╭──

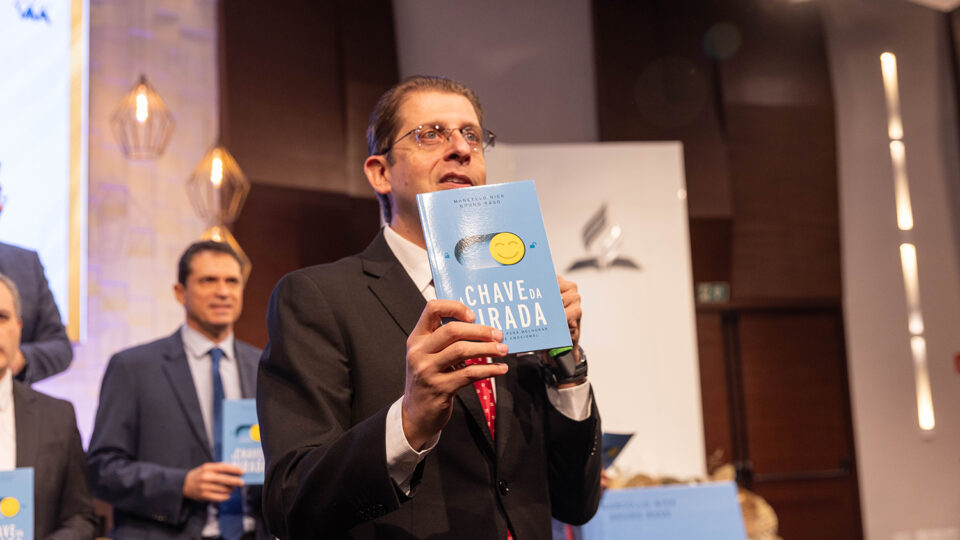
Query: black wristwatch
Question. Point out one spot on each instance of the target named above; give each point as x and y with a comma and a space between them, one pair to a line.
565, 368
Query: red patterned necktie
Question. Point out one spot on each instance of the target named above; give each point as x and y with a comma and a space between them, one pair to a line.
485, 392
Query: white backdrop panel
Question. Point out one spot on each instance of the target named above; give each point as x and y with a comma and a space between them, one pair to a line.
638, 325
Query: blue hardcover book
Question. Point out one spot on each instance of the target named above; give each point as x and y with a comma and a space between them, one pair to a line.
16, 504
241, 439
611, 446
488, 249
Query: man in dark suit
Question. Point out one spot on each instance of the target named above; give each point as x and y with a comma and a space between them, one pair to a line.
154, 450
44, 347
370, 410
39, 431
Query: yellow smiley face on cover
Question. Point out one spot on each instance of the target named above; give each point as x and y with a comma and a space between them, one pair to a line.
507, 248
9, 506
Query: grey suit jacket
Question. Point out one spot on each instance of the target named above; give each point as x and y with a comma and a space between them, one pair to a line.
149, 433
44, 340
48, 441
335, 363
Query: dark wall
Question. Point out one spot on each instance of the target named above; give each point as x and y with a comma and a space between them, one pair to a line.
298, 81
745, 86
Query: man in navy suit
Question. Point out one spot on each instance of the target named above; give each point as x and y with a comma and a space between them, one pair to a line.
153, 453
44, 347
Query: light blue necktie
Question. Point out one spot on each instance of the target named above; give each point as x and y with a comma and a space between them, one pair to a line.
231, 511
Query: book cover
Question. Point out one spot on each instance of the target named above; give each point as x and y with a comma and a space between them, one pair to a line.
488, 249
241, 439
16, 504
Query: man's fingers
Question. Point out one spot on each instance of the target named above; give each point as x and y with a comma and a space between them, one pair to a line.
475, 372
461, 351
226, 468
436, 310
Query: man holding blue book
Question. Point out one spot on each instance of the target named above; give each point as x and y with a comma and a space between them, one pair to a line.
39, 432
377, 420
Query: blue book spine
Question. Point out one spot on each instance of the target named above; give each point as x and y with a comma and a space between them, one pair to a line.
488, 249
16, 504
241, 439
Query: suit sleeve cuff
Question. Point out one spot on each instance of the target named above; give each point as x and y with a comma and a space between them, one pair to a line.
575, 402
402, 459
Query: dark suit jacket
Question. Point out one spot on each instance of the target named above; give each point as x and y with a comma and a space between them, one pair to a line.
48, 441
149, 433
335, 363
43, 341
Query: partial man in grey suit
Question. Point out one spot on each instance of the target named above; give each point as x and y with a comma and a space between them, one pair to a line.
154, 453
44, 347
39, 431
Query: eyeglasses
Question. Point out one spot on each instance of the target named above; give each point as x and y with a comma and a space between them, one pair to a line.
433, 136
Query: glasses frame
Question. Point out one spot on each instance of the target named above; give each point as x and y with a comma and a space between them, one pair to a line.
487, 138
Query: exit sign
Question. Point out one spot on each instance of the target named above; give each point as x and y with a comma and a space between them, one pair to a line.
713, 292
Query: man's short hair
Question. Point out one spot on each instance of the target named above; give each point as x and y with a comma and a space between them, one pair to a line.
183, 268
384, 123
14, 292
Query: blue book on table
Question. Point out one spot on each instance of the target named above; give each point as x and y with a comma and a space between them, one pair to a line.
16, 504
488, 249
678, 512
241, 439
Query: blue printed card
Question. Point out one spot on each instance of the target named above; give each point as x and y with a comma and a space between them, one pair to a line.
682, 512
488, 249
16, 504
241, 439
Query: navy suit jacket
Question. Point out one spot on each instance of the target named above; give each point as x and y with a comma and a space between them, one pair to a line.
335, 363
48, 441
44, 340
149, 433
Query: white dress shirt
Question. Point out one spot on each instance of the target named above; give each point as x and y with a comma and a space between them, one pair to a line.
8, 428
402, 459
197, 346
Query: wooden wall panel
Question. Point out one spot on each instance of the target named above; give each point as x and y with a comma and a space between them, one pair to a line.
757, 124
283, 229
793, 382
298, 80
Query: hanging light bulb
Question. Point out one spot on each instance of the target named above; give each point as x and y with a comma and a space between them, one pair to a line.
142, 123
218, 188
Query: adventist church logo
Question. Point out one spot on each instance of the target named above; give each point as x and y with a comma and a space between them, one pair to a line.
31, 10
602, 240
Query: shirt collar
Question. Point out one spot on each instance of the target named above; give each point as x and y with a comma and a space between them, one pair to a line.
198, 345
412, 257
6, 390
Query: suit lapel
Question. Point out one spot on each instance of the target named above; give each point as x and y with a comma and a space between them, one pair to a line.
27, 426
391, 284
247, 366
177, 370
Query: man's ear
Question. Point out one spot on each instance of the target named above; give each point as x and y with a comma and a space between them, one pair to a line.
378, 173
179, 293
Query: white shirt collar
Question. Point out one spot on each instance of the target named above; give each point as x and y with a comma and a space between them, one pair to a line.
6, 390
411, 256
197, 345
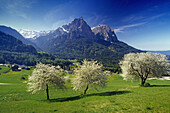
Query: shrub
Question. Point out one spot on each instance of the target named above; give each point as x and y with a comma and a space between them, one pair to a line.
147, 85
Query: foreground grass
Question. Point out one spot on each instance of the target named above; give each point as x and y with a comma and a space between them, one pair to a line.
118, 96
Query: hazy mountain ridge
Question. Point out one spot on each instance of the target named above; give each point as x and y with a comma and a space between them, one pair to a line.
12, 44
16, 34
162, 52
78, 40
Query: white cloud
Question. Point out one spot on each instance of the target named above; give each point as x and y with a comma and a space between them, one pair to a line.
122, 28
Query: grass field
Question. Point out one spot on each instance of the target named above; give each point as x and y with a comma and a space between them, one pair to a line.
118, 96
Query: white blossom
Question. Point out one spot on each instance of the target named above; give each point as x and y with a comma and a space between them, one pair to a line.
140, 65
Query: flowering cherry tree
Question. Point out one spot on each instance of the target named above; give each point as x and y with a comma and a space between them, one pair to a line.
141, 65
88, 74
44, 76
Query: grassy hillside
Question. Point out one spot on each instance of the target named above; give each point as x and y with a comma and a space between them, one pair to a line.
118, 96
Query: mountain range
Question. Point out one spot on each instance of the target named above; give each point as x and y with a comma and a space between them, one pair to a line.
16, 34
12, 44
77, 40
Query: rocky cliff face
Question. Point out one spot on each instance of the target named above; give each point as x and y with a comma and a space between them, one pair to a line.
104, 32
78, 27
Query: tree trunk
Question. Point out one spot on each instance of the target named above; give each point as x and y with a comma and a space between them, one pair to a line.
47, 92
142, 82
86, 90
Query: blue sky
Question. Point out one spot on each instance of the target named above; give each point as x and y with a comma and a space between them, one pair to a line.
143, 24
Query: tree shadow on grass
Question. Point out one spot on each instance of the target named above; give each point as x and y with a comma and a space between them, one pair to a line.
160, 86
110, 93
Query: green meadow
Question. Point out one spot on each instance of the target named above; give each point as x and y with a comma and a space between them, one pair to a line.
117, 96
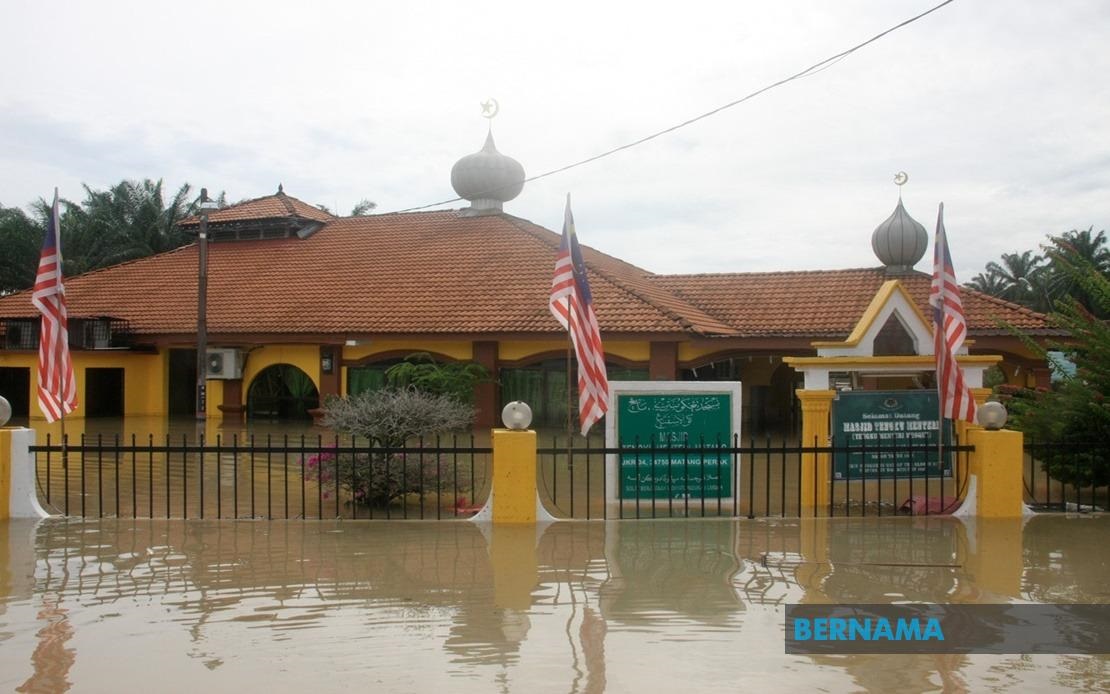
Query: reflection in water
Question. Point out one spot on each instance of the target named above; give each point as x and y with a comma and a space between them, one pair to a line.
596, 606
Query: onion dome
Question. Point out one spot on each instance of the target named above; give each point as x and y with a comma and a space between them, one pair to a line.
900, 241
487, 179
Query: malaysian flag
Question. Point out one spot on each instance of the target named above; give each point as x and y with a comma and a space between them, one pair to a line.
57, 386
572, 305
949, 328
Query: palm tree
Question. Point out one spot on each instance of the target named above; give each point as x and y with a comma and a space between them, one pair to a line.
989, 283
1020, 275
21, 240
1082, 248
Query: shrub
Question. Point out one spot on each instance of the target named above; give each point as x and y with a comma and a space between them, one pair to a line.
387, 420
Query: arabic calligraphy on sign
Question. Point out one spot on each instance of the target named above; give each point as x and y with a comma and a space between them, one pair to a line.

╰──

**WRITTEN PROBLEM:**
Rescale the records starting at the line that contains "Query: tree shadow on grass" and ending at the last line of the records, giving both ends and every line between them again, requests included. Multiply each point coordinate in the answers by 2.45, round to whole numbers with halves rounded up, and leave the pictures out.

**RESPONSE FOR THIS EXERCISE:**
Query: tree shadow on grass
Question. Point out one spot on each instance of the target named above; give each point as x and y with a comma and a space between them, one pair to a line.
392, 211
270, 228
Query: green meadow
Question. Point out one spot on each instance of the target named above; give each point as x and y with a comma and a space between them, one pair to a line.
287, 235
Query: reflection in water
Question. Point out one spot on each instance of the target named above; give each point as x and y with a comma and a space between them, one pair to a line.
1460, 1485
Query: onion dome
Question. Point out one spot on each instance of the target named above; give each point as x and y with a comma and a space between them, one pair to a line.
2205, 590
1193, 439
Query: malaysian flag
Question. Point out one spot on each instance of the target named above; give each point as x and y with a comma and a space between them, one pair to a line.
140, 946
1401, 747
2325, 804
Query: palm tree
Question. Point out one spot on each instance of the target named above; give each point as x and y with a comma and a space between them, one pair to a line.
2423, 693
2499, 674
51, 588
2651, 608
Query: shrub
Question. Point out one spot on each instance of the target named above; give each point as x and y with a comma and a space between them, one pair to a line.
948, 1029
Query: arabic calligraphy on sign
Question. Point out one spot on each instance of the target named above; give each point as x and y with a comma and a space between them, one pair to a line.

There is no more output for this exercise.